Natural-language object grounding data
+-------+

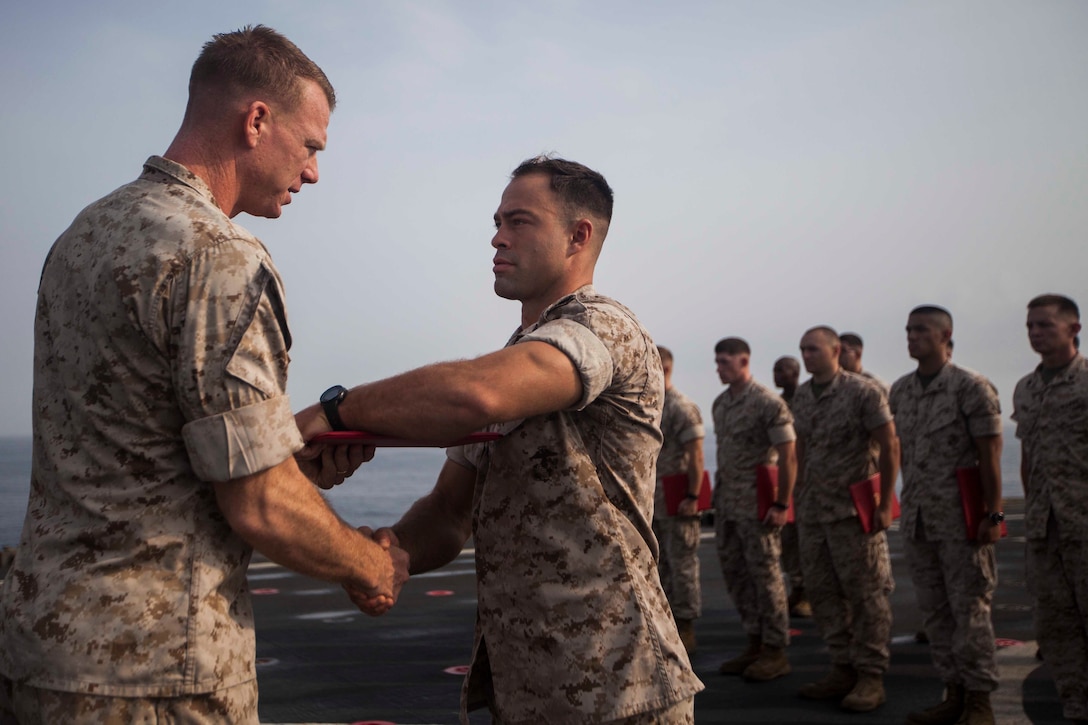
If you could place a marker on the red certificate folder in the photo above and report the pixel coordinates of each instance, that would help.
(676, 489)
(342, 437)
(766, 491)
(971, 496)
(866, 495)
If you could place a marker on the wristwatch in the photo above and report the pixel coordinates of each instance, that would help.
(330, 403)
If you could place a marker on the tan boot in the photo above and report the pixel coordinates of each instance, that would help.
(799, 603)
(976, 709)
(738, 664)
(867, 693)
(838, 683)
(946, 712)
(770, 664)
(687, 629)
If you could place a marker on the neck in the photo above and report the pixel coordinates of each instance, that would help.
(1061, 358)
(206, 161)
(931, 365)
(738, 385)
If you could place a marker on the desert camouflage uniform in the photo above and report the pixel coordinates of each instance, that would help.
(953, 578)
(847, 572)
(1052, 425)
(678, 536)
(746, 429)
(160, 366)
(572, 624)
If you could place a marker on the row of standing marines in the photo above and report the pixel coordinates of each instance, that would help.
(843, 426)
(165, 450)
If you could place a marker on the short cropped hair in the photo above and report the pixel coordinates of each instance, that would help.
(828, 333)
(852, 339)
(256, 58)
(581, 191)
(936, 310)
(732, 346)
(1063, 304)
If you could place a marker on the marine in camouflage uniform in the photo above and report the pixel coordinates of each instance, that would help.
(678, 535)
(572, 624)
(844, 428)
(1051, 413)
(752, 426)
(949, 418)
(159, 400)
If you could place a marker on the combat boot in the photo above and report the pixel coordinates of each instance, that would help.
(687, 629)
(976, 709)
(740, 663)
(838, 683)
(799, 603)
(946, 712)
(867, 693)
(770, 664)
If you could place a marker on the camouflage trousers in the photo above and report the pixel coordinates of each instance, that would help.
(680, 713)
(678, 564)
(954, 582)
(749, 553)
(791, 556)
(1058, 577)
(32, 705)
(848, 579)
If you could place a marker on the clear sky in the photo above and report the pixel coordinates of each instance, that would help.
(777, 164)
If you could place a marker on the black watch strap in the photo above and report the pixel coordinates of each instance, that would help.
(330, 404)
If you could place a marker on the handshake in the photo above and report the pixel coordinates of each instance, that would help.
(390, 578)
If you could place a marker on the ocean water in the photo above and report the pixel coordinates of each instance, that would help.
(376, 495)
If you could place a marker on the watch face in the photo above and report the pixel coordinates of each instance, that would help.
(333, 393)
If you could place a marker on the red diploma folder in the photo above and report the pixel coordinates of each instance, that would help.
(971, 496)
(342, 437)
(676, 489)
(766, 491)
(866, 495)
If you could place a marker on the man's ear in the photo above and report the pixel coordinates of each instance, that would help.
(258, 118)
(581, 234)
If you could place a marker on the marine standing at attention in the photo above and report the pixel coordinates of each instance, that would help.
(949, 419)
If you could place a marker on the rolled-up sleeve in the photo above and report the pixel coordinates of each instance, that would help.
(585, 351)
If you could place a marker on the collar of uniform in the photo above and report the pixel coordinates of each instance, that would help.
(180, 174)
(1075, 367)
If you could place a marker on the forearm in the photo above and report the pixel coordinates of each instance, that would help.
(787, 471)
(281, 514)
(989, 470)
(434, 530)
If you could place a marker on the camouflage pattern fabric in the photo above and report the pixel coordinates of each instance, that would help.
(839, 450)
(31, 705)
(160, 365)
(572, 624)
(954, 582)
(937, 427)
(847, 573)
(953, 579)
(1052, 425)
(746, 429)
(678, 537)
(749, 553)
(848, 579)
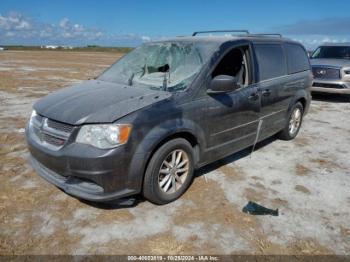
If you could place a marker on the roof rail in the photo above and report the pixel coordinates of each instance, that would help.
(221, 31)
(273, 34)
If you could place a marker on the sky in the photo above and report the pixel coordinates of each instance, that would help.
(132, 22)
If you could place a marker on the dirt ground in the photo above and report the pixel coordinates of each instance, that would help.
(307, 179)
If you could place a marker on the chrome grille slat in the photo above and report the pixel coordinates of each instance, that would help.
(60, 126)
(323, 72)
(51, 132)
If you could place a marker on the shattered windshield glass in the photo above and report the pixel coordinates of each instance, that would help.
(163, 65)
(336, 52)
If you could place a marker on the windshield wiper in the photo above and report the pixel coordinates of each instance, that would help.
(165, 69)
(131, 78)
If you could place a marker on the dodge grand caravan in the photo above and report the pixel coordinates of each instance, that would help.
(165, 109)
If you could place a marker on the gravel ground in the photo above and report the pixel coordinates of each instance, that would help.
(307, 179)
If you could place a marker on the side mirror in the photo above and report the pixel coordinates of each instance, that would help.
(223, 84)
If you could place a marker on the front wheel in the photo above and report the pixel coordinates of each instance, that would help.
(293, 124)
(169, 172)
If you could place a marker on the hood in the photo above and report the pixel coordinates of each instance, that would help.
(96, 102)
(330, 62)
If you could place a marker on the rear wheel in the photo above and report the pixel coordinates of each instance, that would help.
(293, 124)
(169, 172)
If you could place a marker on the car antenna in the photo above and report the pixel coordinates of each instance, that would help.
(165, 82)
(130, 79)
(166, 79)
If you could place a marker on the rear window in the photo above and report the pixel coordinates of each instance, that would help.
(297, 58)
(271, 61)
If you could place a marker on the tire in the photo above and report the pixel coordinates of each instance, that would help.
(161, 169)
(289, 133)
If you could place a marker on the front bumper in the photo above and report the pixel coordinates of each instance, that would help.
(330, 86)
(87, 172)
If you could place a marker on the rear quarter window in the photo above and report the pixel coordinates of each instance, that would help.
(271, 61)
(297, 59)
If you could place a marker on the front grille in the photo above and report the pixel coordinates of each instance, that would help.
(51, 132)
(53, 140)
(60, 126)
(326, 72)
(326, 85)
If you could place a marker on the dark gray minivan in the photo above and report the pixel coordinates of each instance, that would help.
(165, 109)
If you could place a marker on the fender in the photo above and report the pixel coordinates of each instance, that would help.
(154, 138)
(301, 94)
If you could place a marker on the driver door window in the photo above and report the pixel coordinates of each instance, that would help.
(236, 64)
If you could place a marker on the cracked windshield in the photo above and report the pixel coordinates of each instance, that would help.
(166, 66)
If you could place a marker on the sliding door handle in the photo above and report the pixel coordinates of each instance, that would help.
(254, 96)
(266, 92)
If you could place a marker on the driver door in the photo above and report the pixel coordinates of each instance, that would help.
(233, 117)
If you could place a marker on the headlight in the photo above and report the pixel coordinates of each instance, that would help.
(104, 136)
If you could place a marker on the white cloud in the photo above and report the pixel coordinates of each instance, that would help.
(146, 38)
(64, 22)
(18, 29)
(313, 41)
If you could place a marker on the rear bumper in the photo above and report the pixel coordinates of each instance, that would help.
(330, 86)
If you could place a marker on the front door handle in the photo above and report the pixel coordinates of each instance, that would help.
(266, 92)
(253, 96)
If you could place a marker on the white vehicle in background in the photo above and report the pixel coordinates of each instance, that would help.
(331, 68)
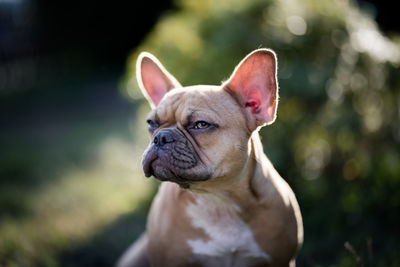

+-------+

■ **Exercise details**: Retype the lines from the one containing "If you could place a marker on the rear bumper" down to the last line of the records, both included, exactly and nothing more. Pictures stay out.

■ **Exercise output**:
If you could place a marker on the rear bumper in the photo above and report the pixel coordinates of each instance, that would help.
(330, 86)
If you could place a marker on the front door handle in the photo above and report the pixel coordinates of each instance, that would help.
(266, 92)
(253, 96)
If you could place a marker on the white vehicle in background in the photo above and report the pixel coordinates of each instance, that would help.
(331, 68)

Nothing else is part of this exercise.